| Requirement |
Retype the full set of records. Keep every character identical.

[[ Exercise material, beginning ]]

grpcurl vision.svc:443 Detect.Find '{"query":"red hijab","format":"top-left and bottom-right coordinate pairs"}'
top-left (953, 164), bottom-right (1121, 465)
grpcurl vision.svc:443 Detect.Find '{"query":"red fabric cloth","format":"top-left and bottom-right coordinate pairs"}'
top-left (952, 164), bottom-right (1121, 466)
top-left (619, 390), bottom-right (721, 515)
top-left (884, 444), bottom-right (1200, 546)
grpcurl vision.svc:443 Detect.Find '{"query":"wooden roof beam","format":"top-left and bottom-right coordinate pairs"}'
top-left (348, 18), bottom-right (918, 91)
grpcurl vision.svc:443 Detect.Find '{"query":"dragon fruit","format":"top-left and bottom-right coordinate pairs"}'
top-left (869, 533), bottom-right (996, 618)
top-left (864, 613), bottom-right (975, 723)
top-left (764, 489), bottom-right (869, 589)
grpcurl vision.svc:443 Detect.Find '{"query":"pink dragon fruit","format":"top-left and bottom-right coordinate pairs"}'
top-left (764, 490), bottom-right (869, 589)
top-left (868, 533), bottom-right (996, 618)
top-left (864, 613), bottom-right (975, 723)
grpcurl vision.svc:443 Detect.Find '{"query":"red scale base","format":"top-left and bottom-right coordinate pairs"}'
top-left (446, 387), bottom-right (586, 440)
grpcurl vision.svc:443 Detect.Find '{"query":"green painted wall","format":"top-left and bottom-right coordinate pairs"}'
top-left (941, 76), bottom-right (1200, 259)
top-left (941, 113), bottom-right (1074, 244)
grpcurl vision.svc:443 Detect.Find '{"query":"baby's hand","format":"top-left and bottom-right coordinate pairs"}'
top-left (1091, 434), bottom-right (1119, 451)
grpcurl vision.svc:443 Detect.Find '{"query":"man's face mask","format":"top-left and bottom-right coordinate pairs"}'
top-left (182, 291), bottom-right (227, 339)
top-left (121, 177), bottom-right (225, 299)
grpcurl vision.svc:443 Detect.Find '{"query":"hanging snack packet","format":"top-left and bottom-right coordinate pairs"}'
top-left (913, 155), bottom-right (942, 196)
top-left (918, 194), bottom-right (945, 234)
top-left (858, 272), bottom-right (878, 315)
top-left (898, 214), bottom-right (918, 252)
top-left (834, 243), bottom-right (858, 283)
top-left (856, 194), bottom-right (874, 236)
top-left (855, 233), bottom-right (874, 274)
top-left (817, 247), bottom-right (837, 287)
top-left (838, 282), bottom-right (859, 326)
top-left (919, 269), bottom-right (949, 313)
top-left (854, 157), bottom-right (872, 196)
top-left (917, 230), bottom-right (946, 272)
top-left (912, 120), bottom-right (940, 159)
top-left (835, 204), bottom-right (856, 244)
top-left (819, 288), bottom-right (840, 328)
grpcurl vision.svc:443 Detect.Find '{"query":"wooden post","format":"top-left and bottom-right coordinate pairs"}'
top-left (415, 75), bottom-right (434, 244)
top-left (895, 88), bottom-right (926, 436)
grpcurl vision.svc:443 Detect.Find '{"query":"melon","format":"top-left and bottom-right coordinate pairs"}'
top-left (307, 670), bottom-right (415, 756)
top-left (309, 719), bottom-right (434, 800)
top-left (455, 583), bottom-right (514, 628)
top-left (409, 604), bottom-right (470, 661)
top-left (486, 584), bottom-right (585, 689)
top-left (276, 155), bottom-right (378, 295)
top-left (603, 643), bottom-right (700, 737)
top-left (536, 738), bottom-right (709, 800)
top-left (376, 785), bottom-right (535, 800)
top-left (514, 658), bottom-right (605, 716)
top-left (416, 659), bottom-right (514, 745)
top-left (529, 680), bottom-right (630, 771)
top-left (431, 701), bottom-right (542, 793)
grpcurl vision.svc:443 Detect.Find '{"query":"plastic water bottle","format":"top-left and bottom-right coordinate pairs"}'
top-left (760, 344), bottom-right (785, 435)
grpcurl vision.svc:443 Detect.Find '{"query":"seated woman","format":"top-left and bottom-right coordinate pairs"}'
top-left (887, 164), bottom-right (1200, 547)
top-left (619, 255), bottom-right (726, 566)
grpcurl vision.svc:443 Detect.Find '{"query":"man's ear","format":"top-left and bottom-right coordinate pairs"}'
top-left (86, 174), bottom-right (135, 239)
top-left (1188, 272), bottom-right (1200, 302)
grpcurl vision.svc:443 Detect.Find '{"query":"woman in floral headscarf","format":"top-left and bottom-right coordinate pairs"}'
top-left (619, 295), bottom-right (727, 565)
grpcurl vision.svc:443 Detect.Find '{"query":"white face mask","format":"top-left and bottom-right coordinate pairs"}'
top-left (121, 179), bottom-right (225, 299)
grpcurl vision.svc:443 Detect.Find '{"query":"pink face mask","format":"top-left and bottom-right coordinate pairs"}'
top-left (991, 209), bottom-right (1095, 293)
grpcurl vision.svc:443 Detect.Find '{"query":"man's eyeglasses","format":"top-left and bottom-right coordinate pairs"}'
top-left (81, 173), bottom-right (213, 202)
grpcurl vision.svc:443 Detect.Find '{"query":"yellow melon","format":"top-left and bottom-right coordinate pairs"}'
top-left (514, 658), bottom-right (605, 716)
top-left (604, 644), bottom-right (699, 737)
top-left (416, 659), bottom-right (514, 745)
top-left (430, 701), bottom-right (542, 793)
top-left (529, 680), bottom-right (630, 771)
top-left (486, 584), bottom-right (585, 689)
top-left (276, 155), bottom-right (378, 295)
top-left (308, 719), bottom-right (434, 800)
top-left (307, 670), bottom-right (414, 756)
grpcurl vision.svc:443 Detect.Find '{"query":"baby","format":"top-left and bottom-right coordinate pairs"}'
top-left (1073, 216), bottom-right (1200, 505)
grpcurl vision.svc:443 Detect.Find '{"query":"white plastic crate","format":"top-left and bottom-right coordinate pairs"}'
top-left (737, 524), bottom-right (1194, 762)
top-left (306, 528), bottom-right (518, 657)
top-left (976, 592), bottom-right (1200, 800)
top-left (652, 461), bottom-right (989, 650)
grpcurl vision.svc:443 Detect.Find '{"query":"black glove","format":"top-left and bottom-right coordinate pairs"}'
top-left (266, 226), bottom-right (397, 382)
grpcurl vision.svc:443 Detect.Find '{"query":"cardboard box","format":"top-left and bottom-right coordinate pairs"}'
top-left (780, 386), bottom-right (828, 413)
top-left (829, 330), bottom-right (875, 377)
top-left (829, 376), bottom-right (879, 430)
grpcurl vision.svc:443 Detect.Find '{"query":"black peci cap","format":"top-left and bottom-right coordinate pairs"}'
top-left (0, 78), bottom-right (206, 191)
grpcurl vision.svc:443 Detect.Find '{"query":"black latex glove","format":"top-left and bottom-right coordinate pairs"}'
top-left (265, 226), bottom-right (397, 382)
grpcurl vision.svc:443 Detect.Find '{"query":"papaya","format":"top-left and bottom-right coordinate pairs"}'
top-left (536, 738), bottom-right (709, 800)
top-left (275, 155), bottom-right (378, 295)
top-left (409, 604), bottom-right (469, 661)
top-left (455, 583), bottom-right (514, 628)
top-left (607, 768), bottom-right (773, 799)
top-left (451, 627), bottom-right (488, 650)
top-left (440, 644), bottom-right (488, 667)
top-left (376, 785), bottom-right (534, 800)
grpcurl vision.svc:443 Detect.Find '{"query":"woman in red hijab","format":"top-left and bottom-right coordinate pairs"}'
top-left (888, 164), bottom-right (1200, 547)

[[ Exercise material, end ]]

| Solution |
grpcurl vision.svc:443 Detect.Find '{"query":"red hijab","format":"top-left and bottom-right coordinate pairs"}'
top-left (953, 164), bottom-right (1121, 465)
grpcurl vision.svc:443 Detect.Find '{"query":"red fabric cloth","format":"top-left and bottom-right coordinate pairs"}'
top-left (952, 164), bottom-right (1121, 466)
top-left (619, 390), bottom-right (721, 515)
top-left (884, 444), bottom-right (1200, 546)
grpcurl vision.svc:443 Detect.Find '{"query":"wooden roof beam","format":"top-left and bottom-right coordinate pairs"}'
top-left (348, 18), bottom-right (918, 91)
grpcurl vision.svc:443 Detect.Find '{"query":"dragon fruit","format":"top-left and bottom-right coordinate pairs"}'
top-left (869, 533), bottom-right (996, 618)
top-left (864, 613), bottom-right (975, 723)
top-left (764, 489), bottom-right (869, 589)
grpcurl vision.svc:443 Detect.Find '{"query":"pink dragon fruit","format":"top-left and bottom-right coordinate pairs"}'
top-left (764, 490), bottom-right (869, 589)
top-left (868, 533), bottom-right (996, 618)
top-left (864, 613), bottom-right (975, 723)
grpcurl vision.svc:443 Detect.Find '{"query":"red scale base","format":"top-left and bottom-right coordinate pairs"}'
top-left (446, 387), bottom-right (586, 440)
grpcurl vision.svc:443 Detect.Find '{"query":"green painted wall","format":"top-left and bottom-right coordinate pairs"}'
top-left (941, 76), bottom-right (1200, 259)
top-left (941, 113), bottom-right (1074, 244)
grpcurl vision.svc:443 Detect.Find '{"query":"baby's hand","format":"top-left and bottom-right coordinate pairs"}'
top-left (1091, 434), bottom-right (1119, 451)
grpcurl vision.svc:443 Detect.Find '{"query":"man's face mask","format":"top-left and bottom-right coordinate pairs"}'
top-left (182, 291), bottom-right (227, 339)
top-left (121, 177), bottom-right (225, 299)
grpcurl vision.svc:443 Detect.Find '{"query":"hanging snack packet","format":"top-left and bottom-right coordinate pairs"}'
top-left (913, 155), bottom-right (942, 196)
top-left (918, 194), bottom-right (945, 234)
top-left (858, 272), bottom-right (878, 315)
top-left (898, 214), bottom-right (918, 252)
top-left (834, 243), bottom-right (858, 283)
top-left (856, 194), bottom-right (874, 236)
top-left (855, 233), bottom-right (874, 274)
top-left (817, 247), bottom-right (837, 287)
top-left (838, 282), bottom-right (859, 326)
top-left (919, 269), bottom-right (949, 313)
top-left (854, 157), bottom-right (872, 196)
top-left (917, 230), bottom-right (946, 272)
top-left (912, 120), bottom-right (940, 159)
top-left (835, 204), bottom-right (856, 244)
top-left (819, 288), bottom-right (840, 328)
grpcurl vision.svc:443 Detect.Find '{"query":"wooden post","format":"top-left and bottom-right coordinate pairs"}'
top-left (415, 75), bottom-right (434, 244)
top-left (895, 88), bottom-right (926, 436)
grpcurl vision.svc:443 Detect.Find '{"query":"melon","format":"top-left and bottom-right coordinate pairs"}'
top-left (307, 670), bottom-right (415, 756)
top-left (309, 719), bottom-right (434, 800)
top-left (455, 583), bottom-right (514, 628)
top-left (409, 604), bottom-right (470, 661)
top-left (486, 584), bottom-right (585, 689)
top-left (276, 155), bottom-right (378, 295)
top-left (603, 643), bottom-right (700, 737)
top-left (536, 738), bottom-right (709, 800)
top-left (376, 785), bottom-right (535, 800)
top-left (514, 658), bottom-right (605, 716)
top-left (416, 659), bottom-right (514, 745)
top-left (529, 680), bottom-right (630, 771)
top-left (431, 701), bottom-right (542, 793)
grpcurl vision.svc:443 Detect.Find '{"query":"plastic water bottle","format":"top-left and bottom-right coordinate pairs"}'
top-left (760, 344), bottom-right (785, 435)
grpcurl vision.svc:443 Detect.Find '{"query":"seated woman","format":"top-left and bottom-right coordinate pairs"}'
top-left (887, 164), bottom-right (1200, 547)
top-left (619, 255), bottom-right (726, 566)
grpcurl vision.svc:443 Detect.Find '{"query":"man's ear","format":"top-left and bottom-right coordinate pairs"}'
top-left (86, 174), bottom-right (135, 239)
top-left (1188, 272), bottom-right (1200, 302)
grpcurl vision.svc:443 Detect.Find '{"query":"woman in floral headscarf","format":"top-left and bottom-right coordinate pairs"}'
top-left (619, 295), bottom-right (727, 565)
grpcurl vision.svc:443 Detect.Find '{"query":"white face mask","format":"top-left and bottom-right coordinate pairs"}'
top-left (121, 179), bottom-right (225, 299)
grpcurl vision.svc:443 Detect.Find '{"query":"pink face mask","format":"top-left and bottom-right coordinate pairs"}'
top-left (991, 209), bottom-right (1095, 293)
grpcurl vision.svc:443 Detect.Find '{"query":"man's eyeglasses","format":"top-left and bottom-right coordinate pairs"}'
top-left (81, 173), bottom-right (213, 202)
grpcurl vision.svc:443 Detect.Find '{"query":"yellow melon","format":"top-left and bottom-right coordinate pairs"}'
top-left (514, 658), bottom-right (605, 716)
top-left (604, 644), bottom-right (699, 737)
top-left (416, 659), bottom-right (514, 745)
top-left (430, 701), bottom-right (542, 793)
top-left (529, 680), bottom-right (630, 771)
top-left (486, 584), bottom-right (585, 689)
top-left (276, 155), bottom-right (378, 295)
top-left (308, 719), bottom-right (434, 800)
top-left (307, 670), bottom-right (414, 756)
grpcurl vision.svc:443 Detect.Find '{"query":"baby","format":"top-left and bottom-right coordinate pairs"}'
top-left (1073, 216), bottom-right (1200, 505)
grpcurl vision.svc:443 Detect.Find '{"query":"white plastic crate","format":"top-left and bottom-right coordinate pairs"}'
top-left (737, 524), bottom-right (1194, 762)
top-left (306, 528), bottom-right (518, 657)
top-left (976, 592), bottom-right (1200, 800)
top-left (652, 461), bottom-right (989, 650)
grpcurl vision.svc:443 Detect.Find '{"query":"black glove","format":"top-left and bottom-right coordinate pairs"}'
top-left (266, 226), bottom-right (397, 382)
grpcurl vision.svc:443 Detect.Find '{"query":"cardboard box","format":"top-left and bottom-right coordinate pairs"}'
top-left (780, 386), bottom-right (828, 413)
top-left (829, 330), bottom-right (875, 377)
top-left (829, 376), bottom-right (879, 430)
grpcurl vision.svc:443 Detect.Find '{"query":"black peci cap","format":"top-left and bottom-right coordinate pairs"}'
top-left (0, 78), bottom-right (206, 191)
grpcurl vision.svc:443 Detect.Find '{"query":"black latex glove","format":"top-left and bottom-right coordinate pairs"}'
top-left (265, 226), bottom-right (397, 382)
grpcurl vision.svc:443 Detect.Find '{"query":"papaya","format":"top-left and bottom-right coordinate pairs"}'
top-left (536, 738), bottom-right (709, 800)
top-left (275, 155), bottom-right (378, 295)
top-left (409, 604), bottom-right (469, 661)
top-left (455, 583), bottom-right (514, 628)
top-left (607, 768), bottom-right (773, 799)
top-left (451, 627), bottom-right (488, 650)
top-left (440, 644), bottom-right (488, 667)
top-left (376, 785), bottom-right (534, 800)
grpcurl vision.svc:443 Detect.Find '{"query":"woman in red hijab","format":"top-left and bottom-right coordinate pairs"}'
top-left (888, 164), bottom-right (1200, 547)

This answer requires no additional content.